* [Set problem]
Report every line in the listing below that contains the word "white", copying each such line in full.
* * * * * * * * *
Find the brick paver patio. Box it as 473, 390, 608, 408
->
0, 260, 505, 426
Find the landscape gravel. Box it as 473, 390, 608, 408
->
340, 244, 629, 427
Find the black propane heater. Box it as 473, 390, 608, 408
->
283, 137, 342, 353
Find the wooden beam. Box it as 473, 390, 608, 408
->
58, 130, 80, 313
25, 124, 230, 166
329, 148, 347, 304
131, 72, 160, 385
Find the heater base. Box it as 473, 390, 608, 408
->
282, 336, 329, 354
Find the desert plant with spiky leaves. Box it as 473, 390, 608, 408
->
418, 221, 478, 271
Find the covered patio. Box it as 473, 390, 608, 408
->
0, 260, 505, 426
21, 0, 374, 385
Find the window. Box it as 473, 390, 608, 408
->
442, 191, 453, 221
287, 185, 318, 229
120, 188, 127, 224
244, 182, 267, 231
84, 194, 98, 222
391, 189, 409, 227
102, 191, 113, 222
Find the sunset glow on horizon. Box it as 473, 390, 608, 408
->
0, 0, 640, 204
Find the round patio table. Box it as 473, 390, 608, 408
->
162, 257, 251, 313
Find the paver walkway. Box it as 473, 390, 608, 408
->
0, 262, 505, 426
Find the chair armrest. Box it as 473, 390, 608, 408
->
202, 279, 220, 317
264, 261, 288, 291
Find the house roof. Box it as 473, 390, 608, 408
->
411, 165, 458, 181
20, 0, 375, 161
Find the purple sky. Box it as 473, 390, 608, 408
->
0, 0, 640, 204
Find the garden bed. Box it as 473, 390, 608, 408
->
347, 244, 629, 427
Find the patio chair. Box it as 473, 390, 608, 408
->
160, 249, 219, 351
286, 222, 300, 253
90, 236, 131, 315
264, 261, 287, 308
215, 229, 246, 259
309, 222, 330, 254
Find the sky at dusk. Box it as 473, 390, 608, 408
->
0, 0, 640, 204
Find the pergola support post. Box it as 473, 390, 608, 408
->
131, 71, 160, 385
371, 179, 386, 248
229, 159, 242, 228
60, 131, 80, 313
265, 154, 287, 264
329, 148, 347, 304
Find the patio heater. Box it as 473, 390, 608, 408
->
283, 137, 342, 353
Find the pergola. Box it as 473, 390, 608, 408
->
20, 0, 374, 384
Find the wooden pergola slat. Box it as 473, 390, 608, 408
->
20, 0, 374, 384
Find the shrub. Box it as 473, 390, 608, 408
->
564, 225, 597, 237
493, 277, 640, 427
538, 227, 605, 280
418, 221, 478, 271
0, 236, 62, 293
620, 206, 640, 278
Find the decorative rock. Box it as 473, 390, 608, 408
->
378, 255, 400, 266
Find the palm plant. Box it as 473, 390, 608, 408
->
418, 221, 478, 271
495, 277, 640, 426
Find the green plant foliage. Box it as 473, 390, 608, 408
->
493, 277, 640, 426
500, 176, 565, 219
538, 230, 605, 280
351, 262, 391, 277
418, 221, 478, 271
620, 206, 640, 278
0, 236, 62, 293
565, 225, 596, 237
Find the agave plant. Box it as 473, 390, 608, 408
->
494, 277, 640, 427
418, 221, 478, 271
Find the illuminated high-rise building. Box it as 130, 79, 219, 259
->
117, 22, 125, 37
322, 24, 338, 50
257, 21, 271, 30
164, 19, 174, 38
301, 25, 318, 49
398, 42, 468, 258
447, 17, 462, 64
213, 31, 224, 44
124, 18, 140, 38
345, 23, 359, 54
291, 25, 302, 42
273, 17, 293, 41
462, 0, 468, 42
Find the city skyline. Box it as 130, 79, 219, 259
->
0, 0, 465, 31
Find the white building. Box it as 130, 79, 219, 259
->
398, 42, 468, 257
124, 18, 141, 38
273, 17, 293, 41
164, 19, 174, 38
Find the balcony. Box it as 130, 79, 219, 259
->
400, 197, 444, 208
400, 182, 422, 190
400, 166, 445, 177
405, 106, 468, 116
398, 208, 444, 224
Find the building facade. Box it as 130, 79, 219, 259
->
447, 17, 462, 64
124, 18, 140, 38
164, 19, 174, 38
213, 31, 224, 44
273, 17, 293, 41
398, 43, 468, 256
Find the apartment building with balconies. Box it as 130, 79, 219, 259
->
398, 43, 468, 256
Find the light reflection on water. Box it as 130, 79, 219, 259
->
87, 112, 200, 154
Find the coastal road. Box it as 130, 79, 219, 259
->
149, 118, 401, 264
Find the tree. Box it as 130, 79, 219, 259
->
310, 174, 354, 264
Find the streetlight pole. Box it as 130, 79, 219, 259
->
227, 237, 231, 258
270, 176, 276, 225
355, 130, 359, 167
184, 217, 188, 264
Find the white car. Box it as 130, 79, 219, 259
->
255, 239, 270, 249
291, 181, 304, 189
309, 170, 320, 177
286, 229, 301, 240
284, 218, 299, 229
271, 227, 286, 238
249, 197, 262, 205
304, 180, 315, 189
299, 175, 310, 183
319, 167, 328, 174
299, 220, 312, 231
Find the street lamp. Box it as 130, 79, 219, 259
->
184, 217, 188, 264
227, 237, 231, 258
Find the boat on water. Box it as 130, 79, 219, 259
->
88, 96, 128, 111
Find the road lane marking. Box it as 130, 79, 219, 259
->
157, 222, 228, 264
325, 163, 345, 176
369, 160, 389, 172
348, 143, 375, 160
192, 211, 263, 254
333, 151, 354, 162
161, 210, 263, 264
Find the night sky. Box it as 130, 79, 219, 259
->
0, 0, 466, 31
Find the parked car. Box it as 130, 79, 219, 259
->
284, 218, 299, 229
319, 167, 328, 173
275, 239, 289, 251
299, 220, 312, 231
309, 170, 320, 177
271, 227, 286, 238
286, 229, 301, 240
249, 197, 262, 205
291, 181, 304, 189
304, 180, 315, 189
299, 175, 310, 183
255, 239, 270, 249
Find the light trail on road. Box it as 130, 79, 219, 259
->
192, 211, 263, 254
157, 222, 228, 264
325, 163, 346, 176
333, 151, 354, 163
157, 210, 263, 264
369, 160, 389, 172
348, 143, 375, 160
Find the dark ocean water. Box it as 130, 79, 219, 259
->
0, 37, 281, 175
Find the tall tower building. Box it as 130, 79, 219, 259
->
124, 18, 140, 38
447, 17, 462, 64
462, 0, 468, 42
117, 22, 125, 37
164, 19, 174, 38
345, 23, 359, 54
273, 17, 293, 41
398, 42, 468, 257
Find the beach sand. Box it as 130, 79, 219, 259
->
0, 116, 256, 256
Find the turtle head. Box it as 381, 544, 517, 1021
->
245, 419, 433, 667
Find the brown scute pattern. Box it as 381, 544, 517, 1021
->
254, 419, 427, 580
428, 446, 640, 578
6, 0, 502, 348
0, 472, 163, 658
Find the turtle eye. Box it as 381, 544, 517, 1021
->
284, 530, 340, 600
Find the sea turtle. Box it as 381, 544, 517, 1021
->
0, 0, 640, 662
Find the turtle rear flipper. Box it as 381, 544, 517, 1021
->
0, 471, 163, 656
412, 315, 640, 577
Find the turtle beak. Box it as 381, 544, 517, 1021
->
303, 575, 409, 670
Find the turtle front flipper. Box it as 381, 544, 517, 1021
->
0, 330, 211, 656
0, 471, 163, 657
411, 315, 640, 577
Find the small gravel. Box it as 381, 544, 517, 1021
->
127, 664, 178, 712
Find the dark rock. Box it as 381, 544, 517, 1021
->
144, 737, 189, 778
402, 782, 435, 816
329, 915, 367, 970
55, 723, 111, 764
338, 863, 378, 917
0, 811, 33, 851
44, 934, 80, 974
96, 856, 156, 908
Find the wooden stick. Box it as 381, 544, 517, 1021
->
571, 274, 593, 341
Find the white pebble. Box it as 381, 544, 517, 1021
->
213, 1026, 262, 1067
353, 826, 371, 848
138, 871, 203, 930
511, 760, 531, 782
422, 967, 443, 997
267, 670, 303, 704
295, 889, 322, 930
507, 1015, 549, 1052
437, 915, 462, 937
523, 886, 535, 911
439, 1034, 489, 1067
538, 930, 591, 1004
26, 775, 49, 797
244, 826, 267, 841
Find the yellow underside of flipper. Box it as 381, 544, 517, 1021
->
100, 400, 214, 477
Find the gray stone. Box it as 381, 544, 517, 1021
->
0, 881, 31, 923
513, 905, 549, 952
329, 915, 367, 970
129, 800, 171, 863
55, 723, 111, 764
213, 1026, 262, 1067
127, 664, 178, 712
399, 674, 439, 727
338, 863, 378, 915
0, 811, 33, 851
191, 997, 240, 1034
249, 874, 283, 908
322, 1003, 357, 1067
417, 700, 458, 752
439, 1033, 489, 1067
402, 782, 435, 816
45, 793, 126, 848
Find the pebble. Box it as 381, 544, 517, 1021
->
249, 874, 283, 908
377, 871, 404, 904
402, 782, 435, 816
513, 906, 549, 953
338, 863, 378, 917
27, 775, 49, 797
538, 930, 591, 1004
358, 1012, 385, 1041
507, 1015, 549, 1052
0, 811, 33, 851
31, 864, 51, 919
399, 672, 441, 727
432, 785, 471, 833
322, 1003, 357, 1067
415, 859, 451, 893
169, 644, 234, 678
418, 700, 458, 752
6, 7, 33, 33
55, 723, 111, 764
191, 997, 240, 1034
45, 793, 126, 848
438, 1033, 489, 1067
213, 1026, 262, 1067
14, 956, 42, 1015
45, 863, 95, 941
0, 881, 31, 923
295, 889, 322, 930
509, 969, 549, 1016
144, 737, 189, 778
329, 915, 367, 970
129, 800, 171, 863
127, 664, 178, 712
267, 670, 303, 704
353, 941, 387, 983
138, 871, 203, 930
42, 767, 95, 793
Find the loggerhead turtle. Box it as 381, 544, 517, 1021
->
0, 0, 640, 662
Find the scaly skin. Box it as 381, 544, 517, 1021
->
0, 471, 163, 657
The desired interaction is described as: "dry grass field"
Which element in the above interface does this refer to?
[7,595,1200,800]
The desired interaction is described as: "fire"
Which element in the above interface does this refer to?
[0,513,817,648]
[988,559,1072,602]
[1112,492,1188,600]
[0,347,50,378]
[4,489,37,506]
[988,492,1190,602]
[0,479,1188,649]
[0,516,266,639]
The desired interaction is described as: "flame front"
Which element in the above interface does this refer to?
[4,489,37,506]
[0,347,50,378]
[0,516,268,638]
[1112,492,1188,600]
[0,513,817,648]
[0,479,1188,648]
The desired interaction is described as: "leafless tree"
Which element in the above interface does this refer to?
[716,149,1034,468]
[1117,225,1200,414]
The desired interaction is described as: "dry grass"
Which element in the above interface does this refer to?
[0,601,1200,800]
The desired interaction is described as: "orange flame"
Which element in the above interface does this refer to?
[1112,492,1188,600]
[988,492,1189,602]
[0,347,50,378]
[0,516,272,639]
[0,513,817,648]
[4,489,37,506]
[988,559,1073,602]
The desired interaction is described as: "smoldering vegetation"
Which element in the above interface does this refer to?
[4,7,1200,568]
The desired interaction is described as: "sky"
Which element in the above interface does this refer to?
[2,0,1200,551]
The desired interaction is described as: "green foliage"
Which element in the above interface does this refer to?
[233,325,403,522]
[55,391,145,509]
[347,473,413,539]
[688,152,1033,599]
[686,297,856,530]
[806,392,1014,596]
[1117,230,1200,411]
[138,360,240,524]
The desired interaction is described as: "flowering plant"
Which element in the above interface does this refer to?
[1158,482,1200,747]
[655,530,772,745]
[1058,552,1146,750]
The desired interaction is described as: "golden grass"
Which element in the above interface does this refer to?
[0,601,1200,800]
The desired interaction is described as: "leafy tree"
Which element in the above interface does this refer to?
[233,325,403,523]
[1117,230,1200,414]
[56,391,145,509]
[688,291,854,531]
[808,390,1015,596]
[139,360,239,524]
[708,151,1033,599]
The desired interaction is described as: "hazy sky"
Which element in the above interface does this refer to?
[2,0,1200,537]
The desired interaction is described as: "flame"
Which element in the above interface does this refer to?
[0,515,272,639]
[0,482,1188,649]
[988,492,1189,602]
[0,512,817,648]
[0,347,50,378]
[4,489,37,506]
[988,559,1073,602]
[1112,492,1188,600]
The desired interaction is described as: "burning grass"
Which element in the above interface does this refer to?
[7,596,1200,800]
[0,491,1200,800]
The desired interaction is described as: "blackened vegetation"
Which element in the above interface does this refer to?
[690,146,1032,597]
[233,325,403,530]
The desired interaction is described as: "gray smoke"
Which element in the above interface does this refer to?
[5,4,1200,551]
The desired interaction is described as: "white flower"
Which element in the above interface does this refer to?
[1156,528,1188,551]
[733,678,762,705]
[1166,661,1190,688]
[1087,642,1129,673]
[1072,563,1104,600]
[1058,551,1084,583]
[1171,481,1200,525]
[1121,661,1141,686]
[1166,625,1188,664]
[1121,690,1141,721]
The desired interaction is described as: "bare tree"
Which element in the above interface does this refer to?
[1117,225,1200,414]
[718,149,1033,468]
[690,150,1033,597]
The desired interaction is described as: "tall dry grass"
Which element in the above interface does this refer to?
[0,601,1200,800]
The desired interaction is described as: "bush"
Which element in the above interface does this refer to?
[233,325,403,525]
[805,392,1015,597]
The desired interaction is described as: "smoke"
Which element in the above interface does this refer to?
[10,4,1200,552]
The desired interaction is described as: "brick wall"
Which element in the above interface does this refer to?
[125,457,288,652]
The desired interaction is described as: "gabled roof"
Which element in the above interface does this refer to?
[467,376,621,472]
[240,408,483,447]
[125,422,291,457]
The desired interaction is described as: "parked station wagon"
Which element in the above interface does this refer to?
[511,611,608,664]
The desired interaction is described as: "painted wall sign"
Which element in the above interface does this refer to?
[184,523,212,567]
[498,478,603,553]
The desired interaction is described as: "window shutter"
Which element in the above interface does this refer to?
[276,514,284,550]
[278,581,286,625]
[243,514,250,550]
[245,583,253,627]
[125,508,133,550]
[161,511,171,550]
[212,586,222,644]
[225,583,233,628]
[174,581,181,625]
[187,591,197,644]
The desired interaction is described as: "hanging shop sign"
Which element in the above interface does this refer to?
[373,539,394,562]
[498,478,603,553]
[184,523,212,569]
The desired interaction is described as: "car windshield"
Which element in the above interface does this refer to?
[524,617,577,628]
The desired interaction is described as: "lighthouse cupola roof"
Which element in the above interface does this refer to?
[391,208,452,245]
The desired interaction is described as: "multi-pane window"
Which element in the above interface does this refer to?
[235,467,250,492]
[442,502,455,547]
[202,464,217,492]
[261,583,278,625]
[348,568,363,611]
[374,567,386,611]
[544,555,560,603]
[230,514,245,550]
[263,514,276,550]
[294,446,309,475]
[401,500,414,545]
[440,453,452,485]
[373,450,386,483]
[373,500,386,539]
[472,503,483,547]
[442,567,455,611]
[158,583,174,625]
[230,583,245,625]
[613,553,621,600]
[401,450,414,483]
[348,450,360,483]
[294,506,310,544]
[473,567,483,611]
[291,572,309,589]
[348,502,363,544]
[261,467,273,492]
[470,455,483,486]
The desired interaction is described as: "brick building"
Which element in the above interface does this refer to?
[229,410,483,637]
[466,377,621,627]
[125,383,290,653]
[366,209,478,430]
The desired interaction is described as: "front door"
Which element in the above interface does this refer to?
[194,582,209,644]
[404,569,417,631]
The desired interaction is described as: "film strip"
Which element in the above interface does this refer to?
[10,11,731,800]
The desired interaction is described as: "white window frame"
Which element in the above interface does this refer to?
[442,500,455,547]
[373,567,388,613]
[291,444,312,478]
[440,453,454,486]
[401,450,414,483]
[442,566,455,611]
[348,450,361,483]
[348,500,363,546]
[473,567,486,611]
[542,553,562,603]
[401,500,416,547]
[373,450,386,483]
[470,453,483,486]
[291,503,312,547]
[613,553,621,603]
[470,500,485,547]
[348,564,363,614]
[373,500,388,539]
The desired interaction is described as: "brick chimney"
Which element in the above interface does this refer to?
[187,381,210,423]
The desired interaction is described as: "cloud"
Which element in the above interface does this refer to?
* * * * * * * * *
* [Written answer]
Find the white building. Box it as 130, 79, 219, 259
Find the white car. Box it as 130, 79, 219, 259
Find the white pebble. Box it as 381, 544, 517, 1021
The desired interaction is described as: "white flower"
The desired interaction is described as: "white window frame"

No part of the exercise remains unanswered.